## Your instructions
List each line below that contains the word "steel". Case counts.

## Data for processing
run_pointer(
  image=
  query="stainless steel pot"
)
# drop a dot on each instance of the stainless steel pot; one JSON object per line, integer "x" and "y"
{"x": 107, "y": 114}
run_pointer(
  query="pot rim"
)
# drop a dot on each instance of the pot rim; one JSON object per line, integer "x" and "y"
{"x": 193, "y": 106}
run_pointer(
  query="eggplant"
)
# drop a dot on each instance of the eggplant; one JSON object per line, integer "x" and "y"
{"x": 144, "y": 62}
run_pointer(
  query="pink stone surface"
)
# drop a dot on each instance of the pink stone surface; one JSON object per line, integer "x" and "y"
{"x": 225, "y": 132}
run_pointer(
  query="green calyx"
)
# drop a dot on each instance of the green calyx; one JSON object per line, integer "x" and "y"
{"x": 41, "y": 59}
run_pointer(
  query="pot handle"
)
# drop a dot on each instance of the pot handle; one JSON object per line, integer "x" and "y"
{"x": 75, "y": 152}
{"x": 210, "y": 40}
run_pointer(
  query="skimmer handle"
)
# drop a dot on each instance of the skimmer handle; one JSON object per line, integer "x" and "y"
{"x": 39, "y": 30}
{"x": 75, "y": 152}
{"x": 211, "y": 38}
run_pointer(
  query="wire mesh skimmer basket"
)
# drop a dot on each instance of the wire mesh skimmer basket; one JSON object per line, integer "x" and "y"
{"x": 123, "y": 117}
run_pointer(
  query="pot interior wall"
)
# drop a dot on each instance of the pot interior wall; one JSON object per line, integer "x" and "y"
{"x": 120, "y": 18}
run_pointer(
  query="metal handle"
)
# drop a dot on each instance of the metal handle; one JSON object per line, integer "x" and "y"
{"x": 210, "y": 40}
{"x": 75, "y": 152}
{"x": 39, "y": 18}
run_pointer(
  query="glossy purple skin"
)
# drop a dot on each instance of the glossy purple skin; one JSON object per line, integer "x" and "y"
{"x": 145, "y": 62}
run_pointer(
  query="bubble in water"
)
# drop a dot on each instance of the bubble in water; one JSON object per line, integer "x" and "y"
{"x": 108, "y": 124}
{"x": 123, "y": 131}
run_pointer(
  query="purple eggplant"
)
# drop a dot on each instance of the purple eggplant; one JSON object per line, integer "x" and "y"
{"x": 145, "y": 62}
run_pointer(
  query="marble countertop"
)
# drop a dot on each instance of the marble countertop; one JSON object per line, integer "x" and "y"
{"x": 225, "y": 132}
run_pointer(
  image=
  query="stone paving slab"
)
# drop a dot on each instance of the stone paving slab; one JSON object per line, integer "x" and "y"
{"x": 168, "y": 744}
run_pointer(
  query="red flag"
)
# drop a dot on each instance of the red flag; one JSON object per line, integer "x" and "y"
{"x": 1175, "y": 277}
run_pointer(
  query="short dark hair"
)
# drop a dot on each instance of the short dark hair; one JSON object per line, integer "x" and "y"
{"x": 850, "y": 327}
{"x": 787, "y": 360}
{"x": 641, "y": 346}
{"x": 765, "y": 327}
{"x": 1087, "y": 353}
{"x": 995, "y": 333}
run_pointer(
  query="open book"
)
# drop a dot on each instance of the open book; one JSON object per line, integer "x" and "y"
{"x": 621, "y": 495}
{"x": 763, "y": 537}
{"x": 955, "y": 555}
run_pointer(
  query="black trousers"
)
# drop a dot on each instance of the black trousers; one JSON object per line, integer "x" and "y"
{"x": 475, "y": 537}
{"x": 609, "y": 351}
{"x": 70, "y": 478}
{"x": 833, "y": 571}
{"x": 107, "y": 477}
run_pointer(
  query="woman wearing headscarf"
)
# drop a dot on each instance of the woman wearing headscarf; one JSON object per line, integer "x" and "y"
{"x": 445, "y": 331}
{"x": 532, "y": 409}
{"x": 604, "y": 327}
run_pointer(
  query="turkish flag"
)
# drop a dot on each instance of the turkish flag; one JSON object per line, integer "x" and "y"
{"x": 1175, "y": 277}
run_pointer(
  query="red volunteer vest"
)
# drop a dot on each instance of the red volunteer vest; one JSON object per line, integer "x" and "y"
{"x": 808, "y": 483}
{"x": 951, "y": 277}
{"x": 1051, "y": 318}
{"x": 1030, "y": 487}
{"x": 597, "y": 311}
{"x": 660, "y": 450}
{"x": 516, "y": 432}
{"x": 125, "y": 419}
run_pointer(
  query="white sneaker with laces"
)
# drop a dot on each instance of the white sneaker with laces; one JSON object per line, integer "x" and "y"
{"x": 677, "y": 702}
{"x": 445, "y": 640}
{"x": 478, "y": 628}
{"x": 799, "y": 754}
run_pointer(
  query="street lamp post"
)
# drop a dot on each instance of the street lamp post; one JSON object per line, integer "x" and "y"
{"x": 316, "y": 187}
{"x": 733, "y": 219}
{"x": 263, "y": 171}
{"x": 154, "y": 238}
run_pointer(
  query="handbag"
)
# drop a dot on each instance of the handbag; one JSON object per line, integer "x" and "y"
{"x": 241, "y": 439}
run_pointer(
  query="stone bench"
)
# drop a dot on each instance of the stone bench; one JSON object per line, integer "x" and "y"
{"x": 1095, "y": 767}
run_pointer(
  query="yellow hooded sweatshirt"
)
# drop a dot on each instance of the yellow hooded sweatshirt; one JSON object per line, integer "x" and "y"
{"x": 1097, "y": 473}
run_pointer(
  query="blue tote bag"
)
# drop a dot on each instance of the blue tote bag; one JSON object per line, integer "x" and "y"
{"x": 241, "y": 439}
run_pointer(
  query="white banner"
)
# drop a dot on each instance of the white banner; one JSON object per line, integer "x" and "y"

## Correct answer
  query="stainless steel pot"
# drop a dot on each instance of the stainless steel pot; one JSON object per line, integer "x" and "y"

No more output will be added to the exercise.